TEXTE RETENU.
================================
Edgardo Buscaglia, spécialiste du crime organisé

"L’économie du Mexique est infiltrée à 78 %" par les cartels

LE MONDE | 16.04.09.

Professeur à l’université Columbia, à New York, et à l’Institut technologique autonome de Mexico, Edgardo Buscaglia, spécialiste reconnu du crime organisé au Peace Operations Training Institute, aux Etats-Unis, analyse pour Le Monde, la situation sécuritaire au Mexique.

Pourquoi le Mexique, où M. Obama était attendu jeudi 16 avril, alarme-t-il les Etats-Unis ?

M. Obama va faire l’éloge du président Felipe Calderon, accolades et embrassades vont continuer, mais les agences de sécurité américaines filtrent depuis des mois des informations sur le degré d’implication du personnel politique mexicain, et cela va monter de plus en plus haut. C’est le début d’un tsunami, le fléau des pays qui exportent l’insécurité. Quand on voit apparaître des décapitations en Espagne ou aux Etats-Unis (attribuées aux cartels mexicains), les services de renseignement occidentaux commencent à faire pression. Parmi les 107 pays où j’évalue les activités du crime organisé, le Mexique occupe le cinquième rang, derrière l’Afghanistan, la Guinée-Equatoriale, le Nigeria et le Pakistan.

Le Mexique en rejette la responsabilité sur les Etats-Unis, le plus grand marché des drogues...

Il n’y a pas que la drogue. La Convention de Palerme (qui définit les instruments de la communauté internationale contre le crime organisé) identifie 24 types de délits, et les Mexicains participent à tous, sauf au trafic de matières nucléaires. Le cartel de Sinaloa a des actifs financiers dans 28 pays, dont la Chine et l’Inde. L’économie du Mexique est infiltrée à 78 % - au Guatemala, on atteint 85 % -, ce qui préoccupe les investisseurs qui viennent discrètement me consulter.

Dès 2008, une étude américaine révélait qu’il existe, dans 63 % des municipalités mexicaines, une infrastructure criminelle connue de la population comme des autorités. A Mexico, la prostitution enfantine s’exerce sous le nez des policiers. Et je considère que 8 % des communes sont "inféodées" au crime, au sens où il y lève l’impôt et y détient le monopole de la violence.

D’où provient un tel chiffre ?
================================
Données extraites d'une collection
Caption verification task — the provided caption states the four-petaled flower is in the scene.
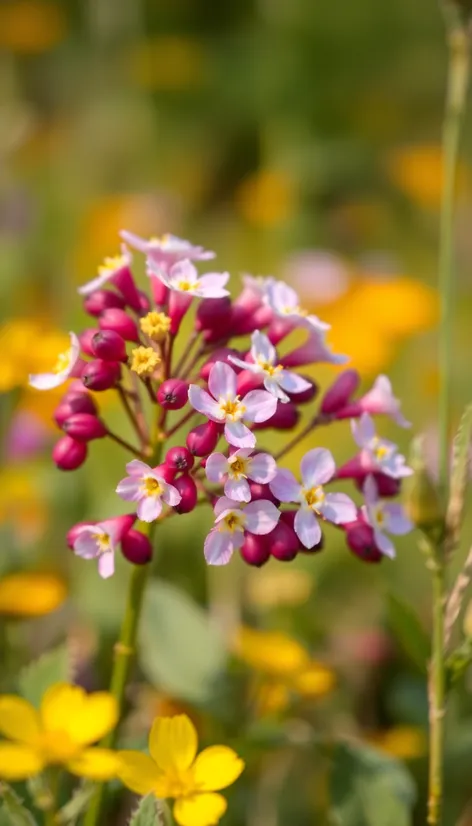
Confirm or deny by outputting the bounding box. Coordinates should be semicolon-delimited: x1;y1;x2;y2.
29;333;80;390
351;413;413;479
188;361;277;448
229;330;312;402
116;459;182;522
269;447;357;548
0;683;119;781
205;448;277;502
204;496;280;565
118;714;244;826
361;476;414;559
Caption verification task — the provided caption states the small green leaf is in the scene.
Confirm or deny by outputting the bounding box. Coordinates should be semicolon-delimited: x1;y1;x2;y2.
140;581;226;703
0;783;37;826
18;645;73;708
388;594;430;671
330;743;416;826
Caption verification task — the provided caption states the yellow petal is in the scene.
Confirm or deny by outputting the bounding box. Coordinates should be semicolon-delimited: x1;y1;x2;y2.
67;748;121;780
0;743;44;780
117;751;167;797
149;714;198;771
41;683;118;746
193;746;244;792
174;793;228;826
0;694;40;743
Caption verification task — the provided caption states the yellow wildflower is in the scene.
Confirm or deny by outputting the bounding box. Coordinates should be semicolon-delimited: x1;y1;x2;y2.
118;714;244;826
0;683;119;780
131;347;161;376
139;310;170;341
0;572;67;617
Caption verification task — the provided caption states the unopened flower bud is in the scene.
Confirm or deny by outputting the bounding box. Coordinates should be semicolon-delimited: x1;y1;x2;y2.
157;379;188;410
82;359;121;390
121;528;152;565
98;307;139;342
62;413;108;442
187;421;221;456
173;473;197;513
84;290;125;318
92;330;128;362
166;446;195;473
240;533;270;568
321;370;360;414
52;436;87;470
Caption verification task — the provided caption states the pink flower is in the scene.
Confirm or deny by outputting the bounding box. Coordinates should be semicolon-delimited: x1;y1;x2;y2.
362;476;414;558
120;230;215;269
204;496;280;565
229;330;312;402
269;447;357;548
188;361;277;448
351;413;413;479
29;333;80;390
116;459;182;522
205;448;277;502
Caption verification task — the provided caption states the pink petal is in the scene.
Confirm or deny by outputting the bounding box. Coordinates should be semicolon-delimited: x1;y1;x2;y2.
243;390;277;422
301;447;336;488
293;508;321;548
203;530;234;565
188;384;225;422
244;499;280;535
208;361;237;399
269;468;300;502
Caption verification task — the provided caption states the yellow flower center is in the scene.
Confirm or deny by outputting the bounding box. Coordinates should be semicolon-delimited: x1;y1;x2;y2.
139;310;170;341
131;347;161;376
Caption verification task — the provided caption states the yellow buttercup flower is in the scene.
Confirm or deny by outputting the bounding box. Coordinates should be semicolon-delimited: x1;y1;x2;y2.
0;683;119;780
118;714;244;826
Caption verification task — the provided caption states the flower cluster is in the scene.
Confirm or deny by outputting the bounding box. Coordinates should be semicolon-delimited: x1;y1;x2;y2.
30;232;411;577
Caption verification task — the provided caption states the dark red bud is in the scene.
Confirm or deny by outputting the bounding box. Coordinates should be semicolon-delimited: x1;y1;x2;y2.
98;308;139;342
84;290;125;317
91;330;128;361
82;359;121;390
166;446;195;473
121;528;152;565
173;473;197;513
52;436;87;470
157;379;188;410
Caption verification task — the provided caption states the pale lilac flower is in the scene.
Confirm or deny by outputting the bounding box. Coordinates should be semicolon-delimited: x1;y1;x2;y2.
77;244;133;295
361;476;414;559
351;413;413;479
74;522;117;579
205;448;277;502
188;361;277;448
116;459;182;522
229;330;312;402
269;447;357;548
204;496;280;565
29;333;80;390
120;230;215;269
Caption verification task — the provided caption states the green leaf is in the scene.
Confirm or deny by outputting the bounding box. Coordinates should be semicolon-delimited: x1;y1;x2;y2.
140;581;226;703
330;743;416;826
18;645;73;708
0;783;37;826
388;594;430;671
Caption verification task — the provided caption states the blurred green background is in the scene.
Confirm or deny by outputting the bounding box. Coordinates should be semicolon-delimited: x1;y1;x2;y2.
0;0;472;826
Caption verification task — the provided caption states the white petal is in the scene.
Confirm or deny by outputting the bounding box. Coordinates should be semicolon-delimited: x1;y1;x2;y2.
293;508;321;548
301;447;336;488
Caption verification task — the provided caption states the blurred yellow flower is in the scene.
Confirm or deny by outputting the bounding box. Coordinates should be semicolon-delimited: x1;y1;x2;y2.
0;683;119;780
0;0;67;54
235;169;297;227
367;726;428;760
0;571;67;617
118;714;244;826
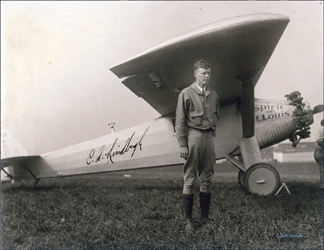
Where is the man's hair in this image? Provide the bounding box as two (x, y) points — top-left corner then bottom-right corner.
(194, 60), (210, 72)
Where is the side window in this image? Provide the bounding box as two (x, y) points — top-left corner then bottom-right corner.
(171, 118), (175, 135)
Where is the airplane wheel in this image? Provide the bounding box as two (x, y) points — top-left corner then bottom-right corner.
(244, 163), (280, 196)
(238, 170), (245, 188)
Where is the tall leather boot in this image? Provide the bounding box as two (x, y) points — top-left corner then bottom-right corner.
(183, 194), (194, 234)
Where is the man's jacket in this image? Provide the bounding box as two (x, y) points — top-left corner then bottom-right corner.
(175, 83), (220, 147)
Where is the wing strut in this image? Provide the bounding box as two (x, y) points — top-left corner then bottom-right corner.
(239, 72), (261, 170)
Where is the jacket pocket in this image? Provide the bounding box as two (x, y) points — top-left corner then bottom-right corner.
(190, 111), (204, 126)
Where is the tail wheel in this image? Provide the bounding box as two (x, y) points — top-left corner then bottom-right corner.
(244, 163), (280, 196)
(237, 170), (245, 189)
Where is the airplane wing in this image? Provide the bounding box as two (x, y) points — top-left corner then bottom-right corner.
(110, 13), (289, 115)
(1, 155), (57, 180)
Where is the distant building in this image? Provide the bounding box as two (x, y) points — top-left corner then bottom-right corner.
(273, 142), (315, 162)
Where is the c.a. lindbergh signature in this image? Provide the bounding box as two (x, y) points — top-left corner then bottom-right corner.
(87, 127), (150, 165)
(276, 233), (303, 239)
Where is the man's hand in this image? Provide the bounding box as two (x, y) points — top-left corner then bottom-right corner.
(180, 146), (189, 160)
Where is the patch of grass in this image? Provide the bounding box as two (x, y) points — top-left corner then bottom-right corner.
(1, 176), (323, 249)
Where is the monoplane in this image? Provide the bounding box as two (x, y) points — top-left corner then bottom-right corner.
(1, 13), (323, 195)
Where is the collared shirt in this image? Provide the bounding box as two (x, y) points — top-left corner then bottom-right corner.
(196, 83), (206, 93)
(175, 83), (219, 147)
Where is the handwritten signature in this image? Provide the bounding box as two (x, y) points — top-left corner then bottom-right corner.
(87, 127), (150, 165)
(276, 233), (303, 239)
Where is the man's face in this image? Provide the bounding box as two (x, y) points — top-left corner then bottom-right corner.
(195, 68), (210, 88)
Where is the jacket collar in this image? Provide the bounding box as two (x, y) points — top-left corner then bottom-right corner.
(190, 82), (211, 96)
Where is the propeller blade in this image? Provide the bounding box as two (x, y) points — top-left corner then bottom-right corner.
(312, 104), (324, 115)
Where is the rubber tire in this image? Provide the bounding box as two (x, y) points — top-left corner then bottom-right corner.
(244, 163), (280, 196)
(237, 170), (245, 189)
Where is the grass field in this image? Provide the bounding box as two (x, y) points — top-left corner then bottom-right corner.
(1, 161), (323, 249)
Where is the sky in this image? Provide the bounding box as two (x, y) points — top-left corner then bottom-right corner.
(1, 1), (323, 155)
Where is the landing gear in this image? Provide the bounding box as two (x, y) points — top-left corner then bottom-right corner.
(244, 163), (280, 196)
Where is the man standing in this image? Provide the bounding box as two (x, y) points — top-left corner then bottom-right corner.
(175, 60), (219, 233)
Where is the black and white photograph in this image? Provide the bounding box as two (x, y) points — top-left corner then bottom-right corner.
(0, 1), (324, 250)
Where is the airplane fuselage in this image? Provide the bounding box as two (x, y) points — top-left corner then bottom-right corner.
================================
CONSIGNES.
(a) Extrayez de l'entretien le passage qui commence aux mots « Edgardo Buscaglia, spécialiste du » et qui s'arrête après les mots « sécuritaire au Mexique. ».
(b) D'après l'entretien, dans combien de pays le cartel de Sinaloa a-t-il des actifs financiers ?

EXERCICE CORRIGÉ.
(a)
Edgardo Buscaglia, spécialiste du crime organisé

"L’économie du Mexique est infiltrée à 78 %" par les cartels

LE MONDE | 16.04.09.

Professeur à l’université Columbia, à New York, et à l’Institut technologique autonome de Mexico, Edgardo Buscaglia, spécialiste reconnu du crime organisé au Peace Operations Training Institute, aux Etats-Unis, analyse pour Le Monde, la situation sécuritaire au Mexique.

(b) Dans 28 pays, dont la Chine et l'Inde.